Bring die Zeilen aller Einträge unten in eine JSON-Liste von Zeichenketten, eine Zeichenkette pro Zeile und ohne Leerzeilen. Die Bilder lässt du in der Antwort weg.

Umriss-Einträge:
_ _ _

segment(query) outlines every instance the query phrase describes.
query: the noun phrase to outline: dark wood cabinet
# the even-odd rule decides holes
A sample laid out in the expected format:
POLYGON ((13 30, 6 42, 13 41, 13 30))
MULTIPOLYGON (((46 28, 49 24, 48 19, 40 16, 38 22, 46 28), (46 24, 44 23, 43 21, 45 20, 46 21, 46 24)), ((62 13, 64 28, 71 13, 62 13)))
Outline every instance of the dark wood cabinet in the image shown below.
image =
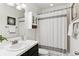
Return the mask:
POLYGON ((23 53, 21 56, 38 56, 38 44, 23 53))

_ _ _

# LÖSUNG DER AUFGABE
[
  "segment(query) outlines every instance the query phrase describes.",
  "query: the noun phrase to outline: dark wood cabinet",
  "# the even-odd rule decides holes",
  "A sample laid out in the expected format:",
  "POLYGON ((13 30, 6 42, 13 41, 13 30))",
  "MULTIPOLYGON (((46 28, 49 24, 48 19, 40 16, 38 22, 46 28), (46 24, 44 23, 43 21, 45 20, 46 21, 46 24)), ((62 13, 64 28, 71 13, 62 13)))",
  "Outline every instance of the dark wood cabinet in the image shown below.",
  "image =",
  "Return the mask:",
  "POLYGON ((23 53, 21 56, 38 56, 38 44, 23 53))"
]